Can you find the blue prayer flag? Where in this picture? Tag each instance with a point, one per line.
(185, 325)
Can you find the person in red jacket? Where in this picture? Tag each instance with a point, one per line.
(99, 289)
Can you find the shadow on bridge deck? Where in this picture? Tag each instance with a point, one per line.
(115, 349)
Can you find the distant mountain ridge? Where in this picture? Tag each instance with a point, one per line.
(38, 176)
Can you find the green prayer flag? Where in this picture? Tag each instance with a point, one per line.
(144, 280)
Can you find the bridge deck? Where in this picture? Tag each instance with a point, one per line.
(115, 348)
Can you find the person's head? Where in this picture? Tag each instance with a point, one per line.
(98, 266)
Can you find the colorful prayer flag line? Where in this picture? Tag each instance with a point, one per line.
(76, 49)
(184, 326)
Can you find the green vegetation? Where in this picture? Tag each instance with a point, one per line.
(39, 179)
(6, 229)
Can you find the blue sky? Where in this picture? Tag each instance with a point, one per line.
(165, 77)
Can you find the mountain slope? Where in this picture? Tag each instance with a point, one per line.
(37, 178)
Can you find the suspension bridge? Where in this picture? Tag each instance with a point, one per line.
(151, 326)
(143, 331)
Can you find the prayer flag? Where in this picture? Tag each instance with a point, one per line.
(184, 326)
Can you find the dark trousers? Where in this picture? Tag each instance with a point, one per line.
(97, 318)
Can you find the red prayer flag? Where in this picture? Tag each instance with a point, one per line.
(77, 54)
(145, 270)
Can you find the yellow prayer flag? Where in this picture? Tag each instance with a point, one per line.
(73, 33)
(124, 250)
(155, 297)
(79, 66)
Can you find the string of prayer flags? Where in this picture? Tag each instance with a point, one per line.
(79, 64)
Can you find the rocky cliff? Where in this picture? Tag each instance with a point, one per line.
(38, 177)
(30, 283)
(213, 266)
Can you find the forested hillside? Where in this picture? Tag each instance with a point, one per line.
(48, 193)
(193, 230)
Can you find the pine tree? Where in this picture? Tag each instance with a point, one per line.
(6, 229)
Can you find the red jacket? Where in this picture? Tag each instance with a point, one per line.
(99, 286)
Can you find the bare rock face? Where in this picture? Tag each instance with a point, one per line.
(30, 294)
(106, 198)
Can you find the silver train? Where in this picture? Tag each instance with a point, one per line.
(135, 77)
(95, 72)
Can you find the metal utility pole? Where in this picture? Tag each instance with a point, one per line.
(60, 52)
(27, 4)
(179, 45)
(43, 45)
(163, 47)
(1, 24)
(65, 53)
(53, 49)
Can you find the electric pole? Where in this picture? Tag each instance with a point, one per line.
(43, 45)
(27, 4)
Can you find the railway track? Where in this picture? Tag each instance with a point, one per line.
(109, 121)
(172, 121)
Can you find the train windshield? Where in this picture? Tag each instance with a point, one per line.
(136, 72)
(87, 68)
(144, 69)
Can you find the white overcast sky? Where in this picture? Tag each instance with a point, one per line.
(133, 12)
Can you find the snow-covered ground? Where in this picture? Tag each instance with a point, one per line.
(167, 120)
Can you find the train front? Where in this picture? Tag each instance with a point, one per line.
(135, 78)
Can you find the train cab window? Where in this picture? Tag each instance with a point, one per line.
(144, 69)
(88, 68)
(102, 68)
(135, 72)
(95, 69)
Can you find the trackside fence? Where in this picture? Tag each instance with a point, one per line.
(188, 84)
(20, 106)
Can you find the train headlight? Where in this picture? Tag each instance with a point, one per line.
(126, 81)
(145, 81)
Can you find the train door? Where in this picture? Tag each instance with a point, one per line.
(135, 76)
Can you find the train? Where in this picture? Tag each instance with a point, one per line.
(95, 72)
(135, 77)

+---+

# Work to do:
From the records above, extract every entry verbatim.

# Exercise answer:
Can you find the blue prayer flag? Where in this picture? Tag each instance with a point, one per line.
(185, 325)
Can you find the person in red jacket? Where in this picture? Tag each instance with a point, one per line.
(99, 289)
Can you find the shadow on bridge deck? Where in this picture? Tag each instance with a point, one per line.
(115, 349)
Can you find the distant mountain ridge? Where in this picture? Tag each instance with a point, one per line.
(38, 176)
Can you find the green prayer flag? Where in this picture? Tag each instance with a point, one per line.
(144, 280)
Can you find the bridge deck? Where in this picture? Tag each instance with a point, one per line.
(115, 348)
Can you find the person's head? Where in this picture? Tag each instance with a point, one per line.
(98, 266)
Can you find the colorful prayer flag line? Where in this picture? Tag each instance with a point, one per line.
(76, 49)
(184, 326)
Can you find the green vegetation? Where in this picture? Tag each instance with a point, one per line.
(39, 179)
(6, 229)
Can you find the blue sky? Where in this picture? Tag each instance with a point, one per line.
(165, 77)
Can you find the mountain slope? Where in this picture? Tag each instance with a point, one per line.
(37, 178)
Can you find the suspension bridge? Where in this picture? Tag each instance with a point, one per line.
(151, 326)
(143, 331)
Can you find the prayer flag? Where in this picture? Tag each instance with a point, one per line.
(184, 326)
Can you find the dark trousers? Where in this picture? Tag each instance with a point, one per line.
(97, 318)
Can you find the red prayer flag? Where in this picture? Tag each instance with a point, one per line.
(77, 54)
(145, 270)
Can you find the yellow prayer flag? Where in this picture? Tag each instance with a point, one per line.
(73, 33)
(124, 250)
(155, 297)
(79, 66)
Can you find the string of prayer flags? Where in this picture? Tag each instance with a point, one per line.
(79, 64)
Can you find the rocky cliff? Where in this picture? Tag each instance with a point, one per line.
(38, 177)
(30, 283)
(213, 266)
Can you find the forested hillside? Where in this picture? Tag each instance with a point, one per line.
(48, 193)
(193, 230)
Can you find the pine tree? Where in this picture? Tag each instance with a point, one per line.
(6, 229)
Can you find the red jacket? Where in this picture? Tag each instance with a point, one per line.
(99, 286)
Can you find the bare rock face? Where in this picture? Tag each instance with a point, one per line.
(30, 294)
(106, 198)
Can you find the silver train? Where in this picture? Tag each instance with a point, one per line.
(135, 77)
(95, 72)
Can you find the metal utility pole? Where in this picture? Tag each instance with a point, one per line.
(60, 52)
(27, 4)
(179, 45)
(43, 45)
(163, 47)
(1, 24)
(65, 53)
(53, 49)
Can you find the electric pole? Where in this picture? Tag each instance with a point, one per line.
(43, 45)
(27, 4)
Can you find the railway track? Where in this picture? Tag each instance with a point, one per line.
(109, 121)
(172, 121)
Can you find the train windshield? Where in this picture? Tag each instance with a point, one per line.
(136, 72)
(87, 68)
(144, 69)
Can you find the white overcast sky? Where in this picture? Tag each instance with a point, one per line.
(133, 12)
Can you find the snow-covered ground? Where in this picture? Tag each instance with a point, one per line.
(167, 120)
Can you find the train front? Where in this picture? Tag each instance with a point, one per line.
(135, 78)
Can you find the train cab window? Where in this picture? Tag each instance with a point, one per line.
(144, 69)
(88, 68)
(102, 68)
(135, 72)
(95, 69)
Can you find the trackside fence? Where in this picture? Tag each instance with a point, one per line.
(188, 84)
(20, 106)
Can you find the train headlight? Where in this picture? Tag each instance with a point, one per line.
(126, 81)
(145, 81)
Can you find the train door? Where in this picture? Tag each instance with a point, one per line.
(135, 76)
Can you find the train? Where in this picture? Tag each instance with a point, one per line.
(95, 72)
(135, 77)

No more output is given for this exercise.